● **Text block**:
⟨

I don’t want to celebrate the fact that mandatory minimum sentencing puts non-violent people who smoke pot behind bars, but the Vice President can shoot a guy in the face and not only get away with it, but get the guy to apologize to him on national television. I don’t want to celebrate the fact that Americans consume more resources and produce more waste than any other developed country, and yet our government refuses to sign the Kyoto Protocols and puts more money into exploiting other country’s resources than into finding sustainable solutions to non-renewable resource scarcity.

<em>Norbit</em> movie poster

I don’t want to celebrate the fact that more people vote on American Idol than for the president, or the fact that Americans seemed to think that Norbit, Wild Hogs, and Ghost Rider were all worthy of top-ten box office slots. I don’t want to celebrate the fact that corporations are co-opting everything from the food we eat to the music we listen to, and over-processing it all in the name of cutting costs and making money. I don’t want to celebrate a country where two people who love each other can’t get married merely because they have the same kind of private parts. I don’t want to celebrate the fact that the FCC and the MPAA keep penalizing people for talking openly about sex in the name of the nation’s youth, while Barbies and Bratz continue to ensure that little girls will grow up with plenty of exposure to unrealistic beauty norms, unhealthy ideas about body image, and some seriously warped conceptions of what women should be doing with their lives. I don’t want to celebrate a country where ignorance is bliss, incompetence is the defining characteristic of the highest echelons of our government, and conspicuous consumption is the status quo. I definitely don’t want to celebrate a place where people think they need military assault vehicles named after the British slang term for blow-jobs just to take their kids from school to soccer practice.

⟩

● **The data**:

⟨

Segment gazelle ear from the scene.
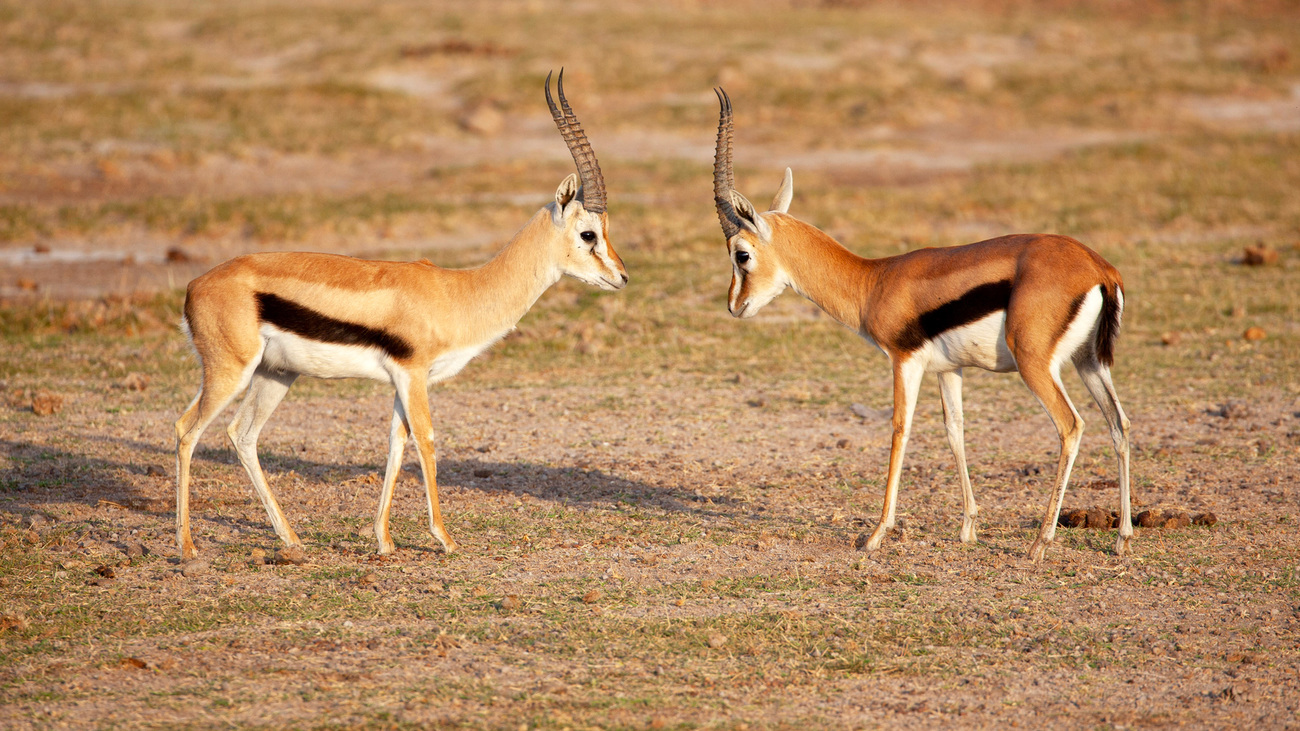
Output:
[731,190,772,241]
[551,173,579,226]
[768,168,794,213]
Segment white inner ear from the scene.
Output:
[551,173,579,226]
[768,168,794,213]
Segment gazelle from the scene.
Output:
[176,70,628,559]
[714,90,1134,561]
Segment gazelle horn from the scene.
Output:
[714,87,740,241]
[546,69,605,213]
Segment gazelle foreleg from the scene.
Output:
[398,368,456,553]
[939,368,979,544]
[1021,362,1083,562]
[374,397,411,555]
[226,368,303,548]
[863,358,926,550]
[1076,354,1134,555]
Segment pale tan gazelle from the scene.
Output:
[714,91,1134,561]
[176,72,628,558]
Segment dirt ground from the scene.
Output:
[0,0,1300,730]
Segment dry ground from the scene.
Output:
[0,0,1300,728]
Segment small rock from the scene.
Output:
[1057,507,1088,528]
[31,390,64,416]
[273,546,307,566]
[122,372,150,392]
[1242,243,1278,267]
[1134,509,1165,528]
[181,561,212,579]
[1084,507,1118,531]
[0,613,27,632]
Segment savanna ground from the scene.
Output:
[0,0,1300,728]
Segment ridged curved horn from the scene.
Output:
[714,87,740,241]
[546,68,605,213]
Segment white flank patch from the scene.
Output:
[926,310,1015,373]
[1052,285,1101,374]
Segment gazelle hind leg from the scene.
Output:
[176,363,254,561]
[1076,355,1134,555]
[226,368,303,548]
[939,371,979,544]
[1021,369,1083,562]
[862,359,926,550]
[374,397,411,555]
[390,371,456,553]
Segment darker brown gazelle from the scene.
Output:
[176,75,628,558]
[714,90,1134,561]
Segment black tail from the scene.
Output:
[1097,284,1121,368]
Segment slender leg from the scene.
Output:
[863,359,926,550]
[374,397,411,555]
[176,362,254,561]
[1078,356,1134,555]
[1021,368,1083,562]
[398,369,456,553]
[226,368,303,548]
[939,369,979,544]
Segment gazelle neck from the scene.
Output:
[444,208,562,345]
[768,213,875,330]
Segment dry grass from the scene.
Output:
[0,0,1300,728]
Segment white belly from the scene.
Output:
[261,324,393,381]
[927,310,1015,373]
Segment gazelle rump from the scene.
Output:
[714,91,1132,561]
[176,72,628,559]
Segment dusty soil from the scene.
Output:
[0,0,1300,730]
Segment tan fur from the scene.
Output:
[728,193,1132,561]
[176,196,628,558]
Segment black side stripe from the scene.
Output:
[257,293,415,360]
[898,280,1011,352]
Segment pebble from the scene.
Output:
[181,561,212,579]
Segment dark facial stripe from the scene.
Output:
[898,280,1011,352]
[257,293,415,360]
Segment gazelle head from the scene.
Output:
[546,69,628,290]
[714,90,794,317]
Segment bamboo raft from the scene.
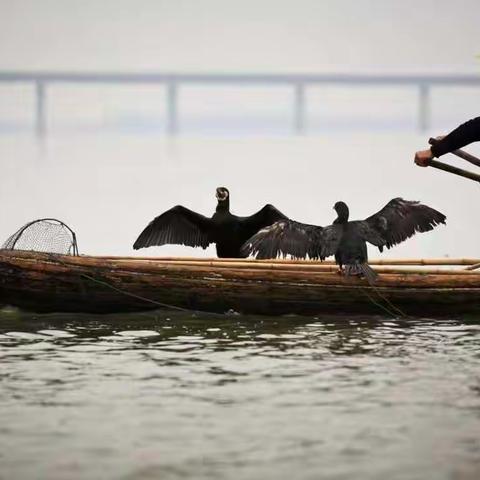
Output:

⟩

● **Activities**:
a – In the text on what its writer does not want to celebrate about America, explain in one to three sentences why the writer objects to the FCC and the MPAA penalizing people for talking openly about sex.
b – Write the next part of the text on what its writer does not want to celebrate about America, starting after its final sentence.

● **Answers to the tasks**:
a – The writer objects because those penalties are imposed in the name of the nation's youth. Meanwhile, Barbies and Bratz continue to expose little girls to unrealistic beauty norms, unhealthy ideas about body image, and seriously warped conceptions of what women should be doing with their lives.

b –
But, I do love America. I love the fact that in the past year alone I got to celebrate Channukah, Christmas, Dia de los Muertos, Cinco de Mayo, St. Patrick’s Day, Mardi Gras, Forty-Ounce Tuesdays, Festivus, Summer Solstice, Shabbat, and Earth Day – and I still have Bastille Day to look forward to. I love the fact that my grandparents came here after living through the Holocaust and the Hungarian Revolution of 1956 with very little money and even less knowledge of the language, culture, and customs, and yet they still managed to establish an economically and emotionally stable and successful family within just one generation. I love the rich history of music, art, culture, and cuisine America has produced over the years, not to mention the hundreds of great films by American directors that make Norbit look like a bad joke.

American flag

I love the fact that even though our elections don’t always turn out the way I’d like, we’ve managed to pull off a few hundred years of peaceful power transfers, regardless of who wins or loses. I love the fact that I can still go into a drugstore and buy contraceptives without stigma or sanction, regardless of how much the far right tries to regulate my personal life. But most of all, I love the fact that I have a forum where I can freely express my feelings about what I hate most about this country without worrying about the repercussions. Sure, some members of the government might try to limit or take away that right in the name of homeland security – perhaps even those same members who need refresher courses in the lessons I learned by watching Schoolhouse Rock – but thus far they have not succeeded. And the fact that processes are in place to prevent such unilateral abuses of power is just another reason why I love this country.

I guess, in the end, I do consider myself a patriot. And not just the kind of patriot that hangs a flag outside on the Fourth so I have a good excuse to drink domestic beer and set off fireworks in my backyard. My relationship with this country is more like a relationship with a close friend or family member; I may not love everything about it all the time, but that doesn’t change the fact that I do love it. And I suppose that love is worth celebrating.